[Point labeling examples]

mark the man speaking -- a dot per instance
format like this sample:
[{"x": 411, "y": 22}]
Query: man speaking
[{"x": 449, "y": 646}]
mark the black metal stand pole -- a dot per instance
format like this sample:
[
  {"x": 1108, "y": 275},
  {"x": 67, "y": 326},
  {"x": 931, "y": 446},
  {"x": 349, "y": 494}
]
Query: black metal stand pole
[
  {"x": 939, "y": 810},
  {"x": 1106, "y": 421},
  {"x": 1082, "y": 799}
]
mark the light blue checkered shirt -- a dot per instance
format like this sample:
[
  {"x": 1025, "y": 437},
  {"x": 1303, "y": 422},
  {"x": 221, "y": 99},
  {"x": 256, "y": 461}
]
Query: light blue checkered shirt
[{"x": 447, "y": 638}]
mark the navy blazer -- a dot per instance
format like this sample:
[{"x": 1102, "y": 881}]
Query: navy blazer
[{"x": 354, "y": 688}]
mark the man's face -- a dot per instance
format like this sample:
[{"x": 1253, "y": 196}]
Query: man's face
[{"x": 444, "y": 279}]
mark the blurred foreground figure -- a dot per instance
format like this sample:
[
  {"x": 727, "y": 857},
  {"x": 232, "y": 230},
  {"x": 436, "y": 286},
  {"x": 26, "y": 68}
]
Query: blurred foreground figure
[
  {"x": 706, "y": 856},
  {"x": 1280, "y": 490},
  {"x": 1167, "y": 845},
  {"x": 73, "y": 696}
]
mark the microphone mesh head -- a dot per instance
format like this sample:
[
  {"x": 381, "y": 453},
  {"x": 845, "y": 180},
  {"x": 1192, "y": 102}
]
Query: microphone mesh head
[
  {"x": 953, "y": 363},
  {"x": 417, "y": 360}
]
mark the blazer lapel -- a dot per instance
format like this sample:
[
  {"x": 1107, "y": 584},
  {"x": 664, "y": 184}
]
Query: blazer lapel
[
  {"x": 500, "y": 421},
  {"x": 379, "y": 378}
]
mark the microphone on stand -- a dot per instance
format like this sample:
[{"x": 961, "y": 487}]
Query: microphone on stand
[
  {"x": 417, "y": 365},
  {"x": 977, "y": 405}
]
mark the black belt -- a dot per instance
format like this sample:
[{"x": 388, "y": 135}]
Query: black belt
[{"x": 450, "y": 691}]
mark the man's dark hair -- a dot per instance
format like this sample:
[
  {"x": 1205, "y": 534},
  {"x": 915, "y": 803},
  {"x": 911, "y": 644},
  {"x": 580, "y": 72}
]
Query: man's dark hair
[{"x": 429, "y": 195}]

---

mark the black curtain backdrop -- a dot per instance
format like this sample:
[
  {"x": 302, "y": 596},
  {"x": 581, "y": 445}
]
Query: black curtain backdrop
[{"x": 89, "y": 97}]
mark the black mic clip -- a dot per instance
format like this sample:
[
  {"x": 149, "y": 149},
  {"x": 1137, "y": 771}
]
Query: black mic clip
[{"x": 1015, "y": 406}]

▸ **What this task involves**
Which lines of the items above contain the word "checkered"? Pick out and copy each one.

▸ **Completed task**
mark the light blue checkered shirt -- a dot per instance
Query: light blue checkered shirt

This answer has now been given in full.